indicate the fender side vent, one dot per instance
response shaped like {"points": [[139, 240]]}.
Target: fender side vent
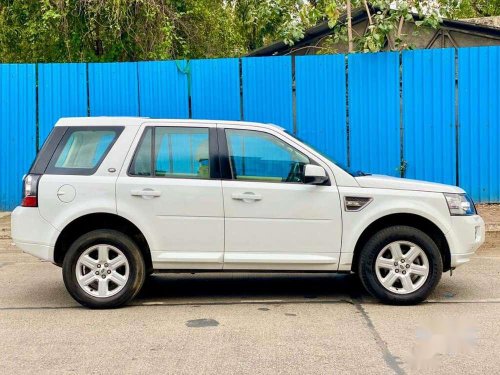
{"points": [[356, 203]]}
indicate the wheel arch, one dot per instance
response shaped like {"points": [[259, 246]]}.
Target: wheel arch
{"points": [[101, 220], [412, 220]]}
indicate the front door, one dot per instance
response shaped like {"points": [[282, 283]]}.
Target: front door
{"points": [[172, 191], [273, 220]]}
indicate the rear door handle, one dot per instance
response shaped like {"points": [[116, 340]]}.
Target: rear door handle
{"points": [[247, 197], [146, 193]]}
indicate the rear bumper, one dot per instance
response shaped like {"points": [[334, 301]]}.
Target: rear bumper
{"points": [[466, 235], [32, 233]]}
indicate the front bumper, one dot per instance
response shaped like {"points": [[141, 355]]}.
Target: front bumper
{"points": [[466, 235], [32, 233]]}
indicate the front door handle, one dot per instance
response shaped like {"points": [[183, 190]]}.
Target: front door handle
{"points": [[247, 197], [146, 193]]}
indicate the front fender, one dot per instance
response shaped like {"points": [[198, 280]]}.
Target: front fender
{"points": [[429, 205]]}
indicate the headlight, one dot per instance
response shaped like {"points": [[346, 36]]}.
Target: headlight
{"points": [[460, 204]]}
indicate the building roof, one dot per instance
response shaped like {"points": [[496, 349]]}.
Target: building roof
{"points": [[472, 26]]}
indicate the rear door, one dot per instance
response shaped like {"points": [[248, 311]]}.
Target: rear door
{"points": [[172, 191], [273, 219]]}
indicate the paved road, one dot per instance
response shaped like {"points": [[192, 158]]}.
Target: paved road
{"points": [[248, 323]]}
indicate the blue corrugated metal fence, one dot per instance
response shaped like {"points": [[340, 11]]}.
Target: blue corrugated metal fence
{"points": [[426, 114]]}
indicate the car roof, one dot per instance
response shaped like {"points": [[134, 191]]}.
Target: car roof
{"points": [[138, 121]]}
-=-=-
Task objective :: Write out the line containing "Target: paved road" and every line after it through the end of the entries. Keep each one exactly as it is, and add nothing.

Solution to this problem ::
Target: paved road
{"points": [[248, 323]]}
indicate the blue corrugated metal fence, one dot per instance
response shaped like {"points": [[340, 11]]}.
Target: blue corrugated metal fence
{"points": [[426, 114]]}
indicate the car roof, one dot per instance
response shaped like {"points": [[134, 191]]}.
Target: car roof
{"points": [[138, 121]]}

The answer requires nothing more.